__EXERCISE GOAL__.
Write out again every line in the stretch from the line containing "For the evaluation set, tag each instance of the wooden pallet" through the final line below, and add 85 to each coordinate value in it.

__SUPPLIED DATA__.
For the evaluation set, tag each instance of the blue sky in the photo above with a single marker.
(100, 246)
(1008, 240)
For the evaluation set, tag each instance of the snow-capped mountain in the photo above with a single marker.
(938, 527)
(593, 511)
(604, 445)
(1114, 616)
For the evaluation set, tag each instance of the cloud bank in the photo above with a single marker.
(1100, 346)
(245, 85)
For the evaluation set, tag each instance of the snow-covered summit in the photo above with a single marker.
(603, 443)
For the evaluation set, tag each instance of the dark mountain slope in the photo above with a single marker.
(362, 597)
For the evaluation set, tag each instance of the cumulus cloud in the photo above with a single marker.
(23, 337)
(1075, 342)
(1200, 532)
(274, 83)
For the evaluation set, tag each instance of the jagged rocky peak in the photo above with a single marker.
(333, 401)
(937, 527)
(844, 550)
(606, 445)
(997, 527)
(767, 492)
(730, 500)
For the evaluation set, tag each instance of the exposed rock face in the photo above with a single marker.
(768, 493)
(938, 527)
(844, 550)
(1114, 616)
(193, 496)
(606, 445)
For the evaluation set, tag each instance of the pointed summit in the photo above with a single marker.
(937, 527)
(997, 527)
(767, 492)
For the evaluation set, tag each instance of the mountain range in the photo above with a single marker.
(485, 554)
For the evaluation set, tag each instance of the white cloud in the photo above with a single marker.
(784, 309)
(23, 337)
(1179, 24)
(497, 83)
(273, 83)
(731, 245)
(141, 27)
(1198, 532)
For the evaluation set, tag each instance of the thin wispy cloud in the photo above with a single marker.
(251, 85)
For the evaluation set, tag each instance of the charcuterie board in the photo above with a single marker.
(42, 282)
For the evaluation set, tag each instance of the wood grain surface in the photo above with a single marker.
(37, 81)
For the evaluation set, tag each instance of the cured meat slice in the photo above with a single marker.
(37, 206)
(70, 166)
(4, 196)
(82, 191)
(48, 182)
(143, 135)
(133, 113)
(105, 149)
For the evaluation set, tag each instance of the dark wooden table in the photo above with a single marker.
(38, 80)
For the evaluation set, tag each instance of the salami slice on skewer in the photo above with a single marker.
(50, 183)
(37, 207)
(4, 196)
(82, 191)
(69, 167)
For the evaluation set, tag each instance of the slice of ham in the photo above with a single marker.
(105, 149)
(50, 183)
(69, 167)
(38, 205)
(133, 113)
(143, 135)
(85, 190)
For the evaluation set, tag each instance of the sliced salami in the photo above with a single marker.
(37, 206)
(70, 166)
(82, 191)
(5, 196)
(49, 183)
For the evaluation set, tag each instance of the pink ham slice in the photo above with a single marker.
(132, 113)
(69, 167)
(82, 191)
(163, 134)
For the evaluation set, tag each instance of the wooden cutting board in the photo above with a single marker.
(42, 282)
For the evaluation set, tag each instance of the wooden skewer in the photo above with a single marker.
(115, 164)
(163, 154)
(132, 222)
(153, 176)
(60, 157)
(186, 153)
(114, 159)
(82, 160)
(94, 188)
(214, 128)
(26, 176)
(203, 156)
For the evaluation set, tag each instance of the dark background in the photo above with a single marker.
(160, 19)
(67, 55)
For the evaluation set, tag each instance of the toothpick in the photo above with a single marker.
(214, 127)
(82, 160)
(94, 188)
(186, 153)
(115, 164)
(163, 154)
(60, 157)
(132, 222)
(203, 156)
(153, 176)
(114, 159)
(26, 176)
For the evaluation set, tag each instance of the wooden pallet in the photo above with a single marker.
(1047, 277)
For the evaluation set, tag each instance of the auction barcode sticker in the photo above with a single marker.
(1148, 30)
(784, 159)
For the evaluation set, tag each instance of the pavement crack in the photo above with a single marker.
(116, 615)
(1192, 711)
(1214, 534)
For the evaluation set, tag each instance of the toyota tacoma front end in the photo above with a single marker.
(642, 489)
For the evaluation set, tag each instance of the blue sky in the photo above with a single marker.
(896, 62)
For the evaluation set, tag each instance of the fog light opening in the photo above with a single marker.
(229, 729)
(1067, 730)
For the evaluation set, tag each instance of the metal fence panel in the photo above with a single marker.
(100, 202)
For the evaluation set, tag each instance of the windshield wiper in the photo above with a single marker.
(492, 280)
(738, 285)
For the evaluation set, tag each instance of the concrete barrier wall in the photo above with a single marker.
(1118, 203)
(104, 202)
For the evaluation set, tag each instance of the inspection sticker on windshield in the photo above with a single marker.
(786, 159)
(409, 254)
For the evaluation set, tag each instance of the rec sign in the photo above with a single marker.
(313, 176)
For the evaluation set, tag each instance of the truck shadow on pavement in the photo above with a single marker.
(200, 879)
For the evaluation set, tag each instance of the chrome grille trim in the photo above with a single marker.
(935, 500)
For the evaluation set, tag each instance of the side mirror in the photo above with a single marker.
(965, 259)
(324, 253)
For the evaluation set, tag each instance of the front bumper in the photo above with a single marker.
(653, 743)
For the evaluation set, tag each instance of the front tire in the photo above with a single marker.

__REPLY TO THE EXERCISE__.
For the evaluation set, tag each instance of the wooden pallet in the photo above with a single marker.
(1132, 362)
For the evaluation set, tag each instance of the auction barcode sticker in the photo above with a single marker.
(1233, 115)
(869, 244)
For the evaluation set, tag each instance of the pavement crack in the photo above with a single marker.
(201, 700)
(1277, 796)
(1299, 619)
For the evaluation set, tag each instance of the toyota tacoma front end in the photo above with a single marker.
(727, 574)
For the evaluation set, tag each instance of the blue sky in the photo above with a single marker.
(981, 147)
For the evaluation set, tag each instance of the fog light opening in the photo above with a single marker.
(314, 814)
(1152, 815)
For the evaluation set, tag each instance of the metal fence panel in the photo above with a single marker.
(185, 287)
For the evaluation set, tag each instance of the windshield wiper in the photo above with a single marker.
(577, 365)
(823, 370)
For the evaluation set, tag each instance of the concrete barrier wall in the photo above with a single marker.
(1203, 288)
(189, 287)
For the evaluation set, tag each instance of the inspection sticker on windshield in the photo above with a single marker.
(871, 244)
(494, 339)
For the evaluation set, tag each instance of the rec sign in the photo above with a single marker.
(398, 261)
For the evaluation set, tag each instance of the truck shadow on pavement in the photo above with a single marker.
(285, 964)
For the evaluation set, tag each instance of the chrome grille trim in the photo above with a single marker.
(1020, 585)
For the evaluation set, tag each instance of the side mirror in the photo above with a single marker.
(1050, 344)
(409, 338)
For the evaluation set, tag each instance of the front bumper in the photo above with a single marker.
(738, 828)
For the evaluation set, tag each instance of the front tire in the photo above with a single marker.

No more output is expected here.